───── Raw records ─────

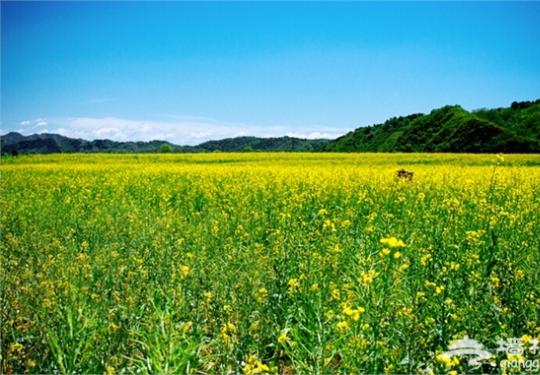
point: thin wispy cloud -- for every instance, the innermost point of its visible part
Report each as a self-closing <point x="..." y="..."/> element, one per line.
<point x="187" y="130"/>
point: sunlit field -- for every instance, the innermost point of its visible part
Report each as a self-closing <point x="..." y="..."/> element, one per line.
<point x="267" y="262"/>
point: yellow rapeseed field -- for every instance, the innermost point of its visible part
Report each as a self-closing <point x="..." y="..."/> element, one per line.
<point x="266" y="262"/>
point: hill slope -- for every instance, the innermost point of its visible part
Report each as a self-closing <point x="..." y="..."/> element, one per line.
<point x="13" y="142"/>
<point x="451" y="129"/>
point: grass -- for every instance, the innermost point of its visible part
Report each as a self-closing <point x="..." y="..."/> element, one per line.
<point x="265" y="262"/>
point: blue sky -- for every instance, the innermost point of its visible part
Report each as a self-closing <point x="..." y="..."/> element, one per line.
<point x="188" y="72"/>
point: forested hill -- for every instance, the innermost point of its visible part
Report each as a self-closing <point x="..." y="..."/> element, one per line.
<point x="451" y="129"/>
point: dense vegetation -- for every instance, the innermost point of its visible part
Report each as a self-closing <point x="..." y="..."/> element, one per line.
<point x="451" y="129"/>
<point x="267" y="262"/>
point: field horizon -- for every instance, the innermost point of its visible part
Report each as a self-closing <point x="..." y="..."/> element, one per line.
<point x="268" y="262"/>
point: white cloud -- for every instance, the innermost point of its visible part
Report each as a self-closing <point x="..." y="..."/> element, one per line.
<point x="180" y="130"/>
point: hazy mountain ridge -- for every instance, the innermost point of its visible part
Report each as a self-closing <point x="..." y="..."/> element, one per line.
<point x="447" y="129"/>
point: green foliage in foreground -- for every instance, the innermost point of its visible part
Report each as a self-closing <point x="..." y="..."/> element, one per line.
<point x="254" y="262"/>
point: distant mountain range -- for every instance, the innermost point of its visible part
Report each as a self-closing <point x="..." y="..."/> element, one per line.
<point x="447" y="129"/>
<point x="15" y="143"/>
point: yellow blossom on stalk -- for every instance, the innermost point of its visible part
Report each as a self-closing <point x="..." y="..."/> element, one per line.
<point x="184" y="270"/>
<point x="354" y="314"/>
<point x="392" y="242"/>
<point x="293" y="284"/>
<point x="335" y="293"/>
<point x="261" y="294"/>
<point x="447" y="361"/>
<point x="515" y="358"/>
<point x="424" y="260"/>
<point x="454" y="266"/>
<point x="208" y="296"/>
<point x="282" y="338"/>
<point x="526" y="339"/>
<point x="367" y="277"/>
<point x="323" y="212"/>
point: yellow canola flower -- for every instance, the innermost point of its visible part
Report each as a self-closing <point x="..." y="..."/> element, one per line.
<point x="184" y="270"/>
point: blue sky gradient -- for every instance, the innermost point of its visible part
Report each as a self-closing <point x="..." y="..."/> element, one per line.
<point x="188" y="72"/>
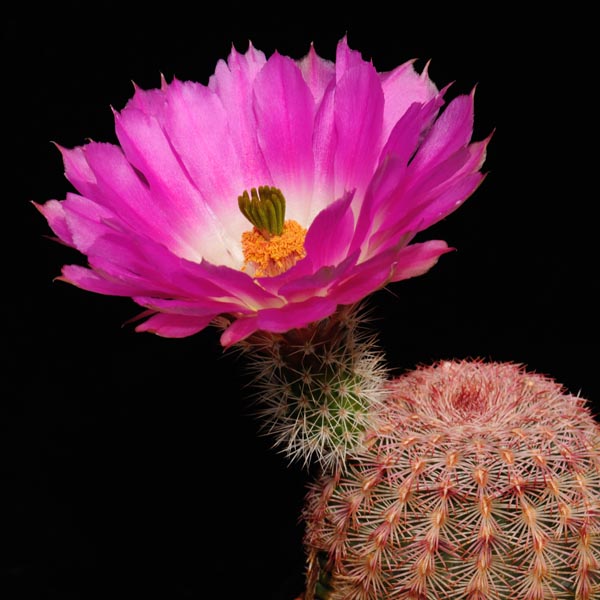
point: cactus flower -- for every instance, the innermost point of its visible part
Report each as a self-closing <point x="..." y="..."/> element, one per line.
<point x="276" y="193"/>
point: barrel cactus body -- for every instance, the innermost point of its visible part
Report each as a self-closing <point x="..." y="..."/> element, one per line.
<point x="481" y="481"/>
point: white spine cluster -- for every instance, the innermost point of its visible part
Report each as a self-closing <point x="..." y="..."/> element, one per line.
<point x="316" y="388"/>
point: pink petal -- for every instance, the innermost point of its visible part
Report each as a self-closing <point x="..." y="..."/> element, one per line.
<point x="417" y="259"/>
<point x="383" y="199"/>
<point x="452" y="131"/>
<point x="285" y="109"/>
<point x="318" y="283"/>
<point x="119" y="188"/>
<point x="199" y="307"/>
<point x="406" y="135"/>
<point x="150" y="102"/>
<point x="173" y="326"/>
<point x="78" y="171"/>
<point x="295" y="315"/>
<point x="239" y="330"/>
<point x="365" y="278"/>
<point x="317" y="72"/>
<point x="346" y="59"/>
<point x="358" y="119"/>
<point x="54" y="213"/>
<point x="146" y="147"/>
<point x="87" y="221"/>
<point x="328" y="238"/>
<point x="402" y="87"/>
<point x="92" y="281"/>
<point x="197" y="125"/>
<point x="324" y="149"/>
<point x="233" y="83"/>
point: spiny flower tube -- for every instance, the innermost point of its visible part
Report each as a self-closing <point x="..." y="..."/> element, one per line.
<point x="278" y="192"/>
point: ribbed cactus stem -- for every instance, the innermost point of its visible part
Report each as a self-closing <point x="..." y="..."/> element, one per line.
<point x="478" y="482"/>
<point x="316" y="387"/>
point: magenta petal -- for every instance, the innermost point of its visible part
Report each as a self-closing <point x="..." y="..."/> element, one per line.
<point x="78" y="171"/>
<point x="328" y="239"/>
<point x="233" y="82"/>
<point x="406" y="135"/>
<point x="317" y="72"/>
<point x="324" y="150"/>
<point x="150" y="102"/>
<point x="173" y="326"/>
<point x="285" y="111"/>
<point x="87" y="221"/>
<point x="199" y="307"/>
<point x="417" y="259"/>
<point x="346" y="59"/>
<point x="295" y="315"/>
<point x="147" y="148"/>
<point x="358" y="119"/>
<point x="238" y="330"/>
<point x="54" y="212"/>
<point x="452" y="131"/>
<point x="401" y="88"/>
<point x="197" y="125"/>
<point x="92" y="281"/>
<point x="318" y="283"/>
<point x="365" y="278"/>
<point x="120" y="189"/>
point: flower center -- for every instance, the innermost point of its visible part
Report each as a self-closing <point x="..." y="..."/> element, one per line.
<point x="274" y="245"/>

─────
───── Raw records ─────

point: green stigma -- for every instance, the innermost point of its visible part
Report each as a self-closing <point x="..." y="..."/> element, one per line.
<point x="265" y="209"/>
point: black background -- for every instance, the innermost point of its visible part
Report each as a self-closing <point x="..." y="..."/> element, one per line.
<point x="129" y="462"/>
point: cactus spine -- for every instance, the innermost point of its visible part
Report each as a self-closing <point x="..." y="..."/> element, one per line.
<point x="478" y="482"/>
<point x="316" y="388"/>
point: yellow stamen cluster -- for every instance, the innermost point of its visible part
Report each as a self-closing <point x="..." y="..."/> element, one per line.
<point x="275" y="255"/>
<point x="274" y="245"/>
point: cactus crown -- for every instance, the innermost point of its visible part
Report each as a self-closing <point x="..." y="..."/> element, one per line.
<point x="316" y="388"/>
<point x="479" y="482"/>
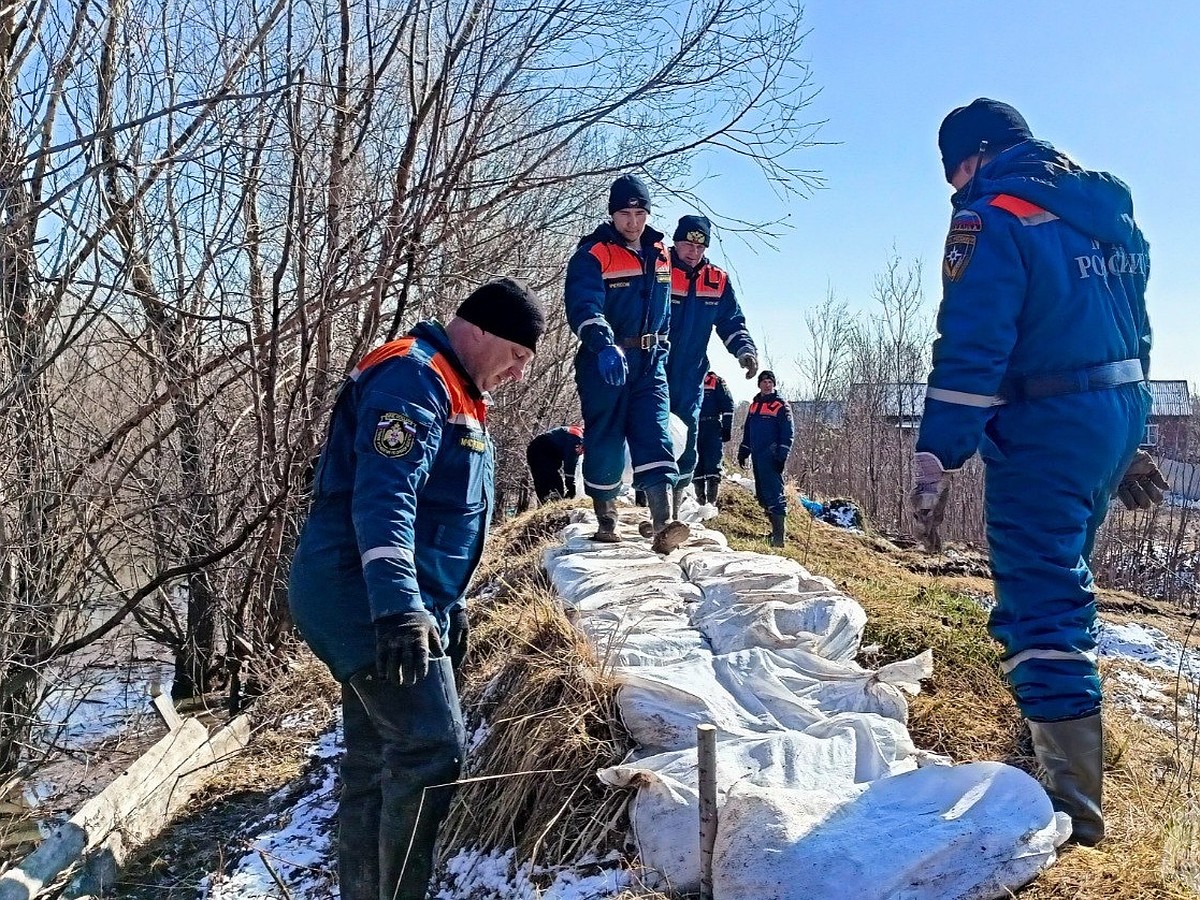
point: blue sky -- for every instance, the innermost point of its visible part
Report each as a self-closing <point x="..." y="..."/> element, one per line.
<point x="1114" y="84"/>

─────

**Exercise aim**
Locate each line in the items above that contains the string "green", and copy out every such line; case counts.

**Worked solution**
point: green foliage in foreground -- for every instance, the innermost point of its visible part
point: green stigma -- for every instance, the innermost point of its visible part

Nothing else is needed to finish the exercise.